=== STATED EXERCISE ===
List every line of the data that contains the string "Target", copying each line in full.

[Dataset items]
+ + + + + + +
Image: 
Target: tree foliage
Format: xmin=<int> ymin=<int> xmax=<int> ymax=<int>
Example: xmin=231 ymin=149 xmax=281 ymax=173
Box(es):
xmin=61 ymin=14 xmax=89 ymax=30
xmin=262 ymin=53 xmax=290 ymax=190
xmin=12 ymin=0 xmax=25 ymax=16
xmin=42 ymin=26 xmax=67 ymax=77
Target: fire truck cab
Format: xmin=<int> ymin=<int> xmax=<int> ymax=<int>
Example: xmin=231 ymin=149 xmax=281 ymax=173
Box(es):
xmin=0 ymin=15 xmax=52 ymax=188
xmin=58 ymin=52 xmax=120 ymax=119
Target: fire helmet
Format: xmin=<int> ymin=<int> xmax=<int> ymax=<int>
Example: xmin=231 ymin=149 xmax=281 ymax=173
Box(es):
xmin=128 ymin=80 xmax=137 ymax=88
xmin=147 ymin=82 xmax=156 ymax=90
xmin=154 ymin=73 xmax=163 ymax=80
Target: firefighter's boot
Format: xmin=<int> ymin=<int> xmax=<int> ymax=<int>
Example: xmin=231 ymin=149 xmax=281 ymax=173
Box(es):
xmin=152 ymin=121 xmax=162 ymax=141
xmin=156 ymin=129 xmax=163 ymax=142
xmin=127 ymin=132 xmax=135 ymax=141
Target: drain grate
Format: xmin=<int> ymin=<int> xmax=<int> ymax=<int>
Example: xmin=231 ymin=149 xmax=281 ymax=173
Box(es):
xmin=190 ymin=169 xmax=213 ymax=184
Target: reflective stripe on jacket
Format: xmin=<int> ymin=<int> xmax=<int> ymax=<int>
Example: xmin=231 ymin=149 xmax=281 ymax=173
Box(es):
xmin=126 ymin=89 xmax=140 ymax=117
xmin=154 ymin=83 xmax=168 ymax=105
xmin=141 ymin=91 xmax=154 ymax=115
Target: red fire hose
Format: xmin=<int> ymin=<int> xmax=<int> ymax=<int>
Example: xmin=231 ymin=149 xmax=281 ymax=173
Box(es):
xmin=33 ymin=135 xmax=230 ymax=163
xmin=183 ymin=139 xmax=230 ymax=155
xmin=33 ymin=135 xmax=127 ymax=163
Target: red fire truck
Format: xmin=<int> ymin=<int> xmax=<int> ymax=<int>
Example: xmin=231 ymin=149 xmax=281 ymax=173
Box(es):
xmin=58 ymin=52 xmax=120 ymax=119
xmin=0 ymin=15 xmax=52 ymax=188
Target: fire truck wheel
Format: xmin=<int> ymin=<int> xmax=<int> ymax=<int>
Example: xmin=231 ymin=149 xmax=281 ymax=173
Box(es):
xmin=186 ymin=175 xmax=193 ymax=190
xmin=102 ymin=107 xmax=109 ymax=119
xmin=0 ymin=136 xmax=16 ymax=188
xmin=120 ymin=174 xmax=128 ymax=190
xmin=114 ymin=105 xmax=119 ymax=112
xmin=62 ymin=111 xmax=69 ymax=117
+ + + + + + +
=== EXPECTED ANSWER ===
Target: tree foliage
Target: fire truck cab
Target: fire helmet
Target: firefighter's boot
Target: drain grate
Target: reflective stripe on jacket
Target: red fire hose
Target: red fire truck
Target: fire truck wheel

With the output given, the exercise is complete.